Tuesday 20 December 2016

"There But For The" by Ali Smith

Winner of the Hawthornden Prize in 2012

This brilliant book has a really weird plot structure. Centring on a man who, in the middle of a dinner party, goes into one of the bedrooms and locks himself in there and refuses to come out, rather than following any conventional narrative structure it explores some of the characters with whom this man has some sort of relationship, from Anna, whom he met on a school trip years ago, to Mark whom he meets at the theatre the week before, to Brooke, a child at the dinner party, to Mrs Young, mother of his first girlfriend. And so this is really a set of linked short stories.

But what makes it special is the extraordinary humour, mostly punning word play, which pervades the book; the fabulous set piece dinner party in the centre of the book with its brilliant humour developed from the extraordinary combination of characters, the best party since Abigail's (yes, I know it wasn't really Abigail's) the moments of deep insight; and the utterly brilliant writing skills which Smith brings to her prose.

Humour
  • "She is over there in a ji (a ji: less than half a jiffy)." (p 309)
  • "She was working at the computer in her office, doing admin, which is short for administration, which is short for migraine-stimulant." (p 316)

SUPPLIED MATERIAL:
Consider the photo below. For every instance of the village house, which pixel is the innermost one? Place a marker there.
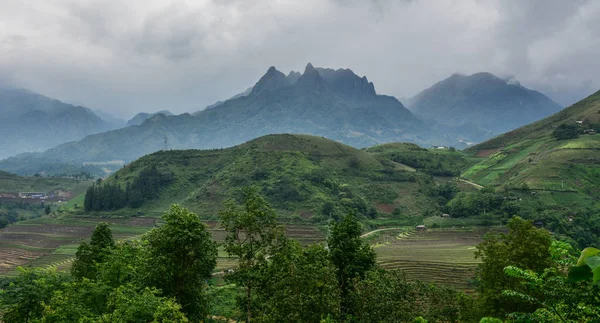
(33, 195)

TASK DESCRIPTION: In the book review, which prize did the novel win in 2012?

OUTPUT OF THE TASK: The Hawthornden Prize.